## SET TASK A
Please rewrite the part of the gardening passage that opens with the words "For the best" and closes with "December and January.", putting "pamphlet" in place of "brochure".

## DOCUMENT EXTRACT

For the best information on what fruits and their best varieties do well here, go to MSUCARES.com and type home fruit in the search box. Or email me for my free online brochure (rushingfelder@yahoo.com).
But there’s more. Pearl, a “citizen-scientist” who never got over her humble childhood roots, compulsive on growing food, once tried pickling the seedy fruits of her prickly pear cactus, and had me sample the mealy-tasting dull orange-red berries of her sprawling pyracantha, which turns out that, like vitamin-rich rose hips, is an apple relative. She even made her own then-illegal peach brandy; I still have the antique hillbilly type ceramic jug. And it was she who showed me that eleagnus, a large rambling vine we usually attempt to keep contained as a perpetually scraggly shrub, has delicious little fruits in late December and January.
There are other garden plants with edible fruits, roots, shoots, or leaves including sassafras (root beer, gumbo leaves), Chinese camellia for its tea leaves, asparagus-related smilax, redbud and daylily flowers, and many others suitable for urban foraging. Main thing is you can have your landscape and eat it, too.
Go back over that list of fruits I was raised with (several of which are still producing after well over half a century of neglect) and imagine having one or two or more of those in your landscape. You don’t have to eat the fruit of course, leaving it for wildlife to enjoy, but wouldn’t the choice be great?

## GIVEN RECORDS

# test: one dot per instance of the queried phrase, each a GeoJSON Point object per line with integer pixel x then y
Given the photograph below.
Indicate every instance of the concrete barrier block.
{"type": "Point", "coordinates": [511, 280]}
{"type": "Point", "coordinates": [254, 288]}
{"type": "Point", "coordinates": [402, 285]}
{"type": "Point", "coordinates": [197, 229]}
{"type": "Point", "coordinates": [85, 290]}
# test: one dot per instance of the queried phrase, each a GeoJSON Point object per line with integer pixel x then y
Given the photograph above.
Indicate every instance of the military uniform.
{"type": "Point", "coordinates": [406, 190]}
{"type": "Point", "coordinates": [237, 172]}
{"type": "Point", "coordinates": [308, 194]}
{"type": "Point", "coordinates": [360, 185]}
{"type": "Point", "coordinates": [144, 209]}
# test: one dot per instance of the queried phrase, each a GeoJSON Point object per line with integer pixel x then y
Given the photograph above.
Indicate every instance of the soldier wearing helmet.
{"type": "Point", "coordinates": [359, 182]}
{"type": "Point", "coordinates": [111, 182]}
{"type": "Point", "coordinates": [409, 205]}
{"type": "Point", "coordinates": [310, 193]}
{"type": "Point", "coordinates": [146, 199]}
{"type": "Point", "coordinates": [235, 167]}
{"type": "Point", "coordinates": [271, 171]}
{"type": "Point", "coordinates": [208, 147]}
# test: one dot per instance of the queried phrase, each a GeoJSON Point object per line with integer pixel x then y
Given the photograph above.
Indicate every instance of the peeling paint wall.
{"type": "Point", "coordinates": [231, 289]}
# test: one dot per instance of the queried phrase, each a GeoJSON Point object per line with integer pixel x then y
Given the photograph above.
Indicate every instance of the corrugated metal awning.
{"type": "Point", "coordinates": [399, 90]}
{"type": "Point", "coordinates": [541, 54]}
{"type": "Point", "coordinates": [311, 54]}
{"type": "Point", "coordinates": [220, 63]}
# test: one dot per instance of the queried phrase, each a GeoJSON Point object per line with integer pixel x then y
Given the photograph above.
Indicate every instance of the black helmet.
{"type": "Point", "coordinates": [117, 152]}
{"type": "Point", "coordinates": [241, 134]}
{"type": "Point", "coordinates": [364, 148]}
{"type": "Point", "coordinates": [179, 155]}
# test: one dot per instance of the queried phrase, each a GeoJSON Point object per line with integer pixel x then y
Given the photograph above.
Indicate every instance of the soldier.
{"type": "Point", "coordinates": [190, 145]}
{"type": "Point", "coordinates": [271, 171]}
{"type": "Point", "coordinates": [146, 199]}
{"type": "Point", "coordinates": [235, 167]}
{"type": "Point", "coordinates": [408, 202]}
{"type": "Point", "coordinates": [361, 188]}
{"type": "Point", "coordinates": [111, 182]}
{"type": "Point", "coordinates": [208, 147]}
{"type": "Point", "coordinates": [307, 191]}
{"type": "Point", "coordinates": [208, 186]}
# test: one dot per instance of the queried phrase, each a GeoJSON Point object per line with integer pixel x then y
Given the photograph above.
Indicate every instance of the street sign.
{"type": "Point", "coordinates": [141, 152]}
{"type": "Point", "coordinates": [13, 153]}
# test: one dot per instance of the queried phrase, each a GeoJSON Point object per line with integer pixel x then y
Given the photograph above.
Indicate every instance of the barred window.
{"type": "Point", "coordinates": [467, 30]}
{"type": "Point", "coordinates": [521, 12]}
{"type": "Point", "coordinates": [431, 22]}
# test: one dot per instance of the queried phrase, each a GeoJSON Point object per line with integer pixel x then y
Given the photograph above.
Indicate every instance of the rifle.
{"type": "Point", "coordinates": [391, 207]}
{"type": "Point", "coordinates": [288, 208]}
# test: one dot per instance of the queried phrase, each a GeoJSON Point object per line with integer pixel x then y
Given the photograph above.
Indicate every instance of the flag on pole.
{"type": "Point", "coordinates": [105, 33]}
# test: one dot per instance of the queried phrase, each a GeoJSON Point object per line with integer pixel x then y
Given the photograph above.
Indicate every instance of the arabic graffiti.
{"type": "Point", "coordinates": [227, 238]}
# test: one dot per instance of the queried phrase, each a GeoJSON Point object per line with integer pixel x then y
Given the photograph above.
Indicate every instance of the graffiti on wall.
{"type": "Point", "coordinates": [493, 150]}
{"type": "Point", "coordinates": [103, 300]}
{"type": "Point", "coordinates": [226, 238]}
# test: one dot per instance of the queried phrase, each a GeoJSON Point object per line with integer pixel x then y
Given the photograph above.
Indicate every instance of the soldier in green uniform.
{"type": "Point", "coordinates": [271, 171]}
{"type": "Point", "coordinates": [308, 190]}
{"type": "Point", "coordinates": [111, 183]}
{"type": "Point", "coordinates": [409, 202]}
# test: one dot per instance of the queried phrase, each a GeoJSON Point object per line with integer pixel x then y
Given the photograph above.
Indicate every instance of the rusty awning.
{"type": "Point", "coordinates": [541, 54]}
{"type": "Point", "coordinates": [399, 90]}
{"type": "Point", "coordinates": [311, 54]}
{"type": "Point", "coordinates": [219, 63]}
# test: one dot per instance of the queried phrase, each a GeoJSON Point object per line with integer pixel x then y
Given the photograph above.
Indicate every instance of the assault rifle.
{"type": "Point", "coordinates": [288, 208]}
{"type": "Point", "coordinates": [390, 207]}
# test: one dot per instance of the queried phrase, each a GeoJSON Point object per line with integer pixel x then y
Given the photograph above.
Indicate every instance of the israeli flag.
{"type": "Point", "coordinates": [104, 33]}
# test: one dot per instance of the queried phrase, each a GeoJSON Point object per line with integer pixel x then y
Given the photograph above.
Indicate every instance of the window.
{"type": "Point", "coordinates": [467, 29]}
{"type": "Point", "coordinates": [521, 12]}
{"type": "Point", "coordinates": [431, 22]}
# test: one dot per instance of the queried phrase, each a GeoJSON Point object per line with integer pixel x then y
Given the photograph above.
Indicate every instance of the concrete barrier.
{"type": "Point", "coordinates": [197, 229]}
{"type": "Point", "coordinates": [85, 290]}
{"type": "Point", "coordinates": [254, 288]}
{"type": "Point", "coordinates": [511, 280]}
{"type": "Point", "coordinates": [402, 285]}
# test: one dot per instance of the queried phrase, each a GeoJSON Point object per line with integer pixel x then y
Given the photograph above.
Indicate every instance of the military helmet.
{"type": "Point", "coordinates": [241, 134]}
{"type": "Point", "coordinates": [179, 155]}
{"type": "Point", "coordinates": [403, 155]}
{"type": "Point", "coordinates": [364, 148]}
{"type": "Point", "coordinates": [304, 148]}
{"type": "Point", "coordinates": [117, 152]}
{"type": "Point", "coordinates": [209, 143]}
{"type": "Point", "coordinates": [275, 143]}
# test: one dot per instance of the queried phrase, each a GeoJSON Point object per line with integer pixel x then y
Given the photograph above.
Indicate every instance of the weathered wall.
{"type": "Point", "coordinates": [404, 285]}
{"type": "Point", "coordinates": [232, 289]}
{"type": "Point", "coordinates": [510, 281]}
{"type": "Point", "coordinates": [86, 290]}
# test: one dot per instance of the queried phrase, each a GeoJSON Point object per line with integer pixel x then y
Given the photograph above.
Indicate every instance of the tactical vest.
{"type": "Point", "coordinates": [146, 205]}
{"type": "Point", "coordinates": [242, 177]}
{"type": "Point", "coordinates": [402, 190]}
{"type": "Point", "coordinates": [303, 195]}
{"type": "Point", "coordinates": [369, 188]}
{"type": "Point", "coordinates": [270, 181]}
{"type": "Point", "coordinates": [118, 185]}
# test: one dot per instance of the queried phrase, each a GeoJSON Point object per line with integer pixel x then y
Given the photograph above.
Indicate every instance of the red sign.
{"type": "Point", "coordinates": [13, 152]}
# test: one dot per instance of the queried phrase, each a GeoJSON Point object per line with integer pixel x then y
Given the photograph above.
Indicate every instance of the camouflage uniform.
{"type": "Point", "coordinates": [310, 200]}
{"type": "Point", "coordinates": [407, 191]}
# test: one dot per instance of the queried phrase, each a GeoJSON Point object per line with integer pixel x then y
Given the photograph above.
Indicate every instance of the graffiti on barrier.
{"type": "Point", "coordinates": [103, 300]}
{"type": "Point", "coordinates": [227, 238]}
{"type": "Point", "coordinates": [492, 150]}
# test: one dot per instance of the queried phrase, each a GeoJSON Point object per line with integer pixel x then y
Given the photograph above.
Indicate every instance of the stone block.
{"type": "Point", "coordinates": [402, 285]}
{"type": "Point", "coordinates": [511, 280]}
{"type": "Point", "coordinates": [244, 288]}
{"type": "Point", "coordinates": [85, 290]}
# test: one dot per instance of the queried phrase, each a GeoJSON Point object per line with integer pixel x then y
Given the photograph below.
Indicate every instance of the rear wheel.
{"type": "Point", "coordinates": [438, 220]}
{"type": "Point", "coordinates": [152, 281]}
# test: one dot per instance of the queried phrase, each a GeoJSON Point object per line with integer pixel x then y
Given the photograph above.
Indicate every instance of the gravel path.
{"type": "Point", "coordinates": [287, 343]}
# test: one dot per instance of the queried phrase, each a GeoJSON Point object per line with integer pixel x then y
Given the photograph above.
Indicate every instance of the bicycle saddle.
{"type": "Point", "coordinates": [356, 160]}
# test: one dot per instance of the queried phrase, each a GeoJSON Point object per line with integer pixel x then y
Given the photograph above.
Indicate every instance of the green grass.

## SET TASK B
Copy every line of the entries that holds the string "window". Case counts.

## EXERCISE RESULT A
For the best information on what fruits and their best varieties do well here, go to MSUCARES.com and type home fruit in the search box. Or email me for my free online pamphlet (rushingfelder@yahoo.com).
But there’s more. Pearl, a “citizen-scientist” who never got over her humble childhood roots, compulsive on growing food, once tried pickling the seedy fruits of her prickly pear cactus, and had me sample the mealy-tasting dull orange-red berries of her sprawling pyracantha, which turns out that, like vitamin-rich rose hips, is an apple relative. She even made her own then-illegal peach brandy; I still have the antique hillbilly type ceramic jug. And it was she who showed me that eleagnus, a large rambling vine we usually attempt to keep contained as a perpetually scraggly shrub, has delicious little fruits in late December and January.

## EXERCISE RESULT B
Indicate every instance of the barred window.
Indicate every instance of the window.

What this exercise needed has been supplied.